* RECORDS SUPPLIED *

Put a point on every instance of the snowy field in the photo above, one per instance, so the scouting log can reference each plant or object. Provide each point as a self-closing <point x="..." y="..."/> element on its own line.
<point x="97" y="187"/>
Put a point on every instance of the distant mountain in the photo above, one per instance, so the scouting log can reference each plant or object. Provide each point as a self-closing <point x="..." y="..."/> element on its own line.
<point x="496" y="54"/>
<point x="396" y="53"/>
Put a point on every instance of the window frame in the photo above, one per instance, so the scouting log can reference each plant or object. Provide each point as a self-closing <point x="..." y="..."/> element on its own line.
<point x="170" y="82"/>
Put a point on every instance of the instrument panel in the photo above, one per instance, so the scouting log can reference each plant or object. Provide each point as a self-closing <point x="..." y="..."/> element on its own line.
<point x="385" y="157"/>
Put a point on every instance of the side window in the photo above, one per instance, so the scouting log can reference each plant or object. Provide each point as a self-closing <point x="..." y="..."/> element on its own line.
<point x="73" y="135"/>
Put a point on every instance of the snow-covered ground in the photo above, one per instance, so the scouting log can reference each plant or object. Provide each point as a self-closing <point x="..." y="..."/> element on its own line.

* YOUR GOAL *
Without leaving anything out, quote all the data.

* WRITTEN RESPONSE *
Put a point on every instance of the snowy field in the photo above, one per instance, so the scouting log can reference each plant or object. Provide each point as a self-closing <point x="..." y="..."/> element on its own line.
<point x="97" y="187"/>
Put a point on every instance of the distant mountain in the photo above, one per instance, so the scouting log can reference each plant or object. Provide each point as a self-closing <point x="..." y="..."/> element on its own line.
<point x="496" y="54"/>
<point x="396" y="53"/>
Put a point on every instance of the window frame in the photo above, one per instance, so the scouting log can reference each plant or object. Provide each point as a self-closing <point x="..." y="..."/> element on its own line.
<point x="170" y="82"/>
Put a point on every instance of the instrument panel in the photo above, one per instance, so the scouting log can reference each plant or object. Provide each point as a self-closing <point x="..." y="..."/> element on its own line.
<point x="385" y="157"/>
Put a point on every instance of the side window in the photo above, one per instance, so the scouting log can reference each plant or object. Provide each point as a self-closing <point x="..." y="..."/> element on its own line.
<point x="73" y="135"/>
Put a point on every instance of the snow-covered ground in the photo above, one per instance, so the scouting log can reference each plant or object. Provide each point as a self-closing <point x="..." y="..."/> element on its own line.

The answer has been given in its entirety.